• **TASK DESCRIPTION**
Here are some records; return them all exactly.

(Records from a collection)
## start

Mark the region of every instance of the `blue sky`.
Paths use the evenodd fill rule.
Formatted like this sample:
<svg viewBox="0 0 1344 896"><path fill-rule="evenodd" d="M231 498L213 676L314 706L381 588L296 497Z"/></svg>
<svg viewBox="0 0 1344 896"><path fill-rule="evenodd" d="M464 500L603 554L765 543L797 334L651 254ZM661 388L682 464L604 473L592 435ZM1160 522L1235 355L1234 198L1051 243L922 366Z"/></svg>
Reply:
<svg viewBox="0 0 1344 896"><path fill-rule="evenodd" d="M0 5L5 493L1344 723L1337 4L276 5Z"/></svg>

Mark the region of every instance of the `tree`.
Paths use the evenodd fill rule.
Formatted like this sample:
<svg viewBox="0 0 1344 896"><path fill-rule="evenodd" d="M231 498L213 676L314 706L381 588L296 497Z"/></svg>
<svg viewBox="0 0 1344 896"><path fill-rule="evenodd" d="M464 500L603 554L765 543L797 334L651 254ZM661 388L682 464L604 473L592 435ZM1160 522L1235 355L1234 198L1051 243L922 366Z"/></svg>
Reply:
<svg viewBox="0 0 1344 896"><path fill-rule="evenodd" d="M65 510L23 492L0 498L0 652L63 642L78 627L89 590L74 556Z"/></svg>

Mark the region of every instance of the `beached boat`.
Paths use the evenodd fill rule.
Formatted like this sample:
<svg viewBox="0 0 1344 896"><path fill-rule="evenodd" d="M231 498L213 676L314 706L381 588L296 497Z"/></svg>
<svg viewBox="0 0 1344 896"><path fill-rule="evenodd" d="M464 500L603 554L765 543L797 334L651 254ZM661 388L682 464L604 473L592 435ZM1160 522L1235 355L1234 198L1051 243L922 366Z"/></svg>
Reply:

## end

• **RESPONSE**
Mark the region of every instance of the `blue sky`.
Paths use the evenodd fill rule.
Formatted like this sample:
<svg viewBox="0 0 1344 896"><path fill-rule="evenodd" d="M231 498L213 676L314 706L381 588L296 497Z"/></svg>
<svg viewBox="0 0 1344 896"><path fill-rule="evenodd" d="M464 500L603 554L765 543L797 334L651 254ZM661 388L682 464L604 473L592 435ZM1160 522L1235 355L1234 198L1051 243L922 366Z"/></svg>
Reply:
<svg viewBox="0 0 1344 896"><path fill-rule="evenodd" d="M0 5L5 493L1344 723L1337 4L276 5Z"/></svg>

Mark the region of every instance of the `tree`.
Paths use the evenodd fill rule.
Formatted like this sample:
<svg viewBox="0 0 1344 896"><path fill-rule="evenodd" d="M231 498L213 676L314 706L381 588L296 497Z"/></svg>
<svg viewBox="0 0 1344 896"><path fill-rule="evenodd" d="M464 500L603 554L765 543L797 334L651 254ZM661 388L682 464L604 473L592 435ZM1160 522L1235 355L1234 198L1051 243L922 366Z"/></svg>
Reply:
<svg viewBox="0 0 1344 896"><path fill-rule="evenodd" d="M65 510L23 492L0 498L0 652L63 642L78 627L89 590L74 556Z"/></svg>

Mark the region of every instance of the `beached boat`.
Paths use the evenodd fill rule.
Formatted like this sample:
<svg viewBox="0 0 1344 896"><path fill-rule="evenodd" d="M231 498L213 676L314 706L381 588L296 497Z"/></svg>
<svg viewBox="0 0 1344 896"><path fill-rule="evenodd" d="M464 500L603 554L765 543L797 334L651 254ZM661 388L682 464L604 473L592 435ZM1160 522L1235 355L1234 198L1051 243L922 366Z"/></svg>
Reply:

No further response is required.